Extrait fourni —
La scène se passe en Périgord près Coutras, dans le château de Montaigne. Tandis que la France est déchirée par les guerres civiles qui règnent entre les Catholiques et les Huguenots, notre philosophe vit tranquille dans sa retraite où il se livre à l’étude. Eléonore sa fille, sur le point d’être mariée au chevalier St-Quentin, est allée passer huit jours chez une tante à Vauclair, mais le désir de célébrer la fête de sa mère la ramène secrètement au château ; elle engage Miac, secrétaire de son père, à lui indiquer un endroit où elle puisse se cacher jusqu’au soir. Après quelques difficultés, il lui ouvre une chambre près du cabinet où Montaigne travaille.

Beauregard, beau-frère de ce dernier, le soupçonne d’infidélité envers son épouse ; Miac défend son maître jusques à l’arrivée de Saint-Quentin qui interrompt leur conversation. Celui-ci vient de prendre à son service un nouveau domestique, qui sous le nom de St-Brige, n’est autre chose que le capitaine Téligny d’Anjou, attaché à Henry quatre, et qui brûle de venger dans le sang des Catholiques la mort de trois frères qu’il a perdus dans différens combats. Le dessein de Teligny, en se mettant au service de St-Quentin, a été de s introduire dans le château de Montaigne, dont il veut s emparer. Il fait part de son projet à Beauregard, Huguenot comme lui, mais qui ne veut pas entrer dans un complot dont son beau-frère doit être la victime.

Données brutes —

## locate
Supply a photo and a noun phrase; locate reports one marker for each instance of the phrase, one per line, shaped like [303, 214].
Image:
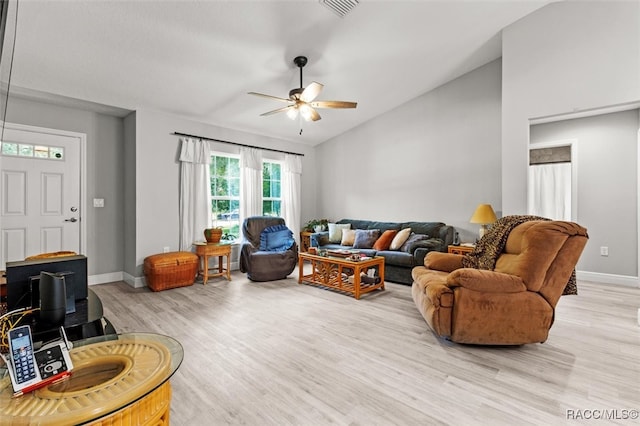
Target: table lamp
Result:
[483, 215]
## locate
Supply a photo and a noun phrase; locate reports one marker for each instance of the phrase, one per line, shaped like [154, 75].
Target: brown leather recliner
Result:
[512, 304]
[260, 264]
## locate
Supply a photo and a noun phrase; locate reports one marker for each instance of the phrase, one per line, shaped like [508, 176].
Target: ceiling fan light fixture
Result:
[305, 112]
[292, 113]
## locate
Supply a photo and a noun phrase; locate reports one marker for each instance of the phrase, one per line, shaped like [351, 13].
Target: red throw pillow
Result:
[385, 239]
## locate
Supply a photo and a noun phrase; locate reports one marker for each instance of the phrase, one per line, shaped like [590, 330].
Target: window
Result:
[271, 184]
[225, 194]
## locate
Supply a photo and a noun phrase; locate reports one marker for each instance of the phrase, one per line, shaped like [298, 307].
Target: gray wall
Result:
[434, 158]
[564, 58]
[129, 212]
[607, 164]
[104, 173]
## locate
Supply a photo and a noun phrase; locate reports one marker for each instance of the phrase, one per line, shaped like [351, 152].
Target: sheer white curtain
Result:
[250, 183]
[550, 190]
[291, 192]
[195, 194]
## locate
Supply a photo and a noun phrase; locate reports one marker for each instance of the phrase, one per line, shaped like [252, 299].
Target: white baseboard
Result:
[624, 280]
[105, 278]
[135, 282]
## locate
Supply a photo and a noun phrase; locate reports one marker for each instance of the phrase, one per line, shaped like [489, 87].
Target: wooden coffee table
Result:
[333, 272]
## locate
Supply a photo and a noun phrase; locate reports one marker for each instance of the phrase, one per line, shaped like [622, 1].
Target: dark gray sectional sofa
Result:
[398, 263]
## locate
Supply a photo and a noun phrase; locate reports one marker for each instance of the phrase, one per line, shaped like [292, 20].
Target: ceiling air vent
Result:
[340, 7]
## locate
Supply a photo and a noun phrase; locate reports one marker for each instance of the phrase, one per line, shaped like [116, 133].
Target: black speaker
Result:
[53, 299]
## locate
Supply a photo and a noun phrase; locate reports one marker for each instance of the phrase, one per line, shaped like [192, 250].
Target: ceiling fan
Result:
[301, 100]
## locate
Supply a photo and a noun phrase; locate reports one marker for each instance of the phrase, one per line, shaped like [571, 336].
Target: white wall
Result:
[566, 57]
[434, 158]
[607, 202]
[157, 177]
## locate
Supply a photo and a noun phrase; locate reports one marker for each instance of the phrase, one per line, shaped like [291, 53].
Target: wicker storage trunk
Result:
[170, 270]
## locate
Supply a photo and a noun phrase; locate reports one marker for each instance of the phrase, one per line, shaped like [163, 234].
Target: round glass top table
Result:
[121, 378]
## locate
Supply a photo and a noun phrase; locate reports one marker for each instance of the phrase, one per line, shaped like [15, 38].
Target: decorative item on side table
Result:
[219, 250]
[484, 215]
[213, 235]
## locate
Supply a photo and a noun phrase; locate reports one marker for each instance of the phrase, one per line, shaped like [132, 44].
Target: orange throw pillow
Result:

Consignes de travail — Pouvez-vous indiquer, s'il vous plaît, chez qui et où Eléonore est allée passer huit jours selon l'extrait fourni ? Ces enregistrements proviennent d'une autre source.

Réponse — Chez une tante, à Vauclair.